[Extracted records]
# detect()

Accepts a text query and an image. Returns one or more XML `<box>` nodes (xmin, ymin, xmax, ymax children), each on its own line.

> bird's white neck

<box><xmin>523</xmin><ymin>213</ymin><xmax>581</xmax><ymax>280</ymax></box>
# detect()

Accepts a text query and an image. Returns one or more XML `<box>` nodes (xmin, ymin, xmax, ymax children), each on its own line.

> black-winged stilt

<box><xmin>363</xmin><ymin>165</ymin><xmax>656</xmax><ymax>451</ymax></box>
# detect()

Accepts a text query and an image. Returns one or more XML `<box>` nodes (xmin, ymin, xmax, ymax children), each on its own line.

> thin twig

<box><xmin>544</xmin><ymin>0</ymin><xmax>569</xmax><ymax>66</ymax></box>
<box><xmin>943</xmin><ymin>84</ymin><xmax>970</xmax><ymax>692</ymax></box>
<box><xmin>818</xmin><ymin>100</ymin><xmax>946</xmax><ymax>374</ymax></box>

_TASK REQUIREMENTS_
Return the records in full, exactly as they read.

_RESULT OF THE EXERCISE_
# detect()

Accepts a text query and an image. Returns one or more XML `<box>` nodes (xmin, ymin, xmax, ymax children), each on its own line.

> bird's white neck

<box><xmin>523</xmin><ymin>213</ymin><xmax>581</xmax><ymax>280</ymax></box>
# detect()

Accepts a text query and an image. Returns one or more XML `<box>` nodes (xmin, ymin, xmax, ymax children), each on its own line.

> black-winged stilt

<box><xmin>363</xmin><ymin>165</ymin><xmax>656</xmax><ymax>451</ymax></box>
# detect()

Accepts a text query and an image. Returns one or more XML `<box>` nodes (xmin, ymin, xmax, ymax children), each on its own line.

> thin twig

<box><xmin>544</xmin><ymin>0</ymin><xmax>569</xmax><ymax>66</ymax></box>
<box><xmin>943</xmin><ymin>84</ymin><xmax>970</xmax><ymax>692</ymax></box>
<box><xmin>818</xmin><ymin>100</ymin><xmax>946</xmax><ymax>374</ymax></box>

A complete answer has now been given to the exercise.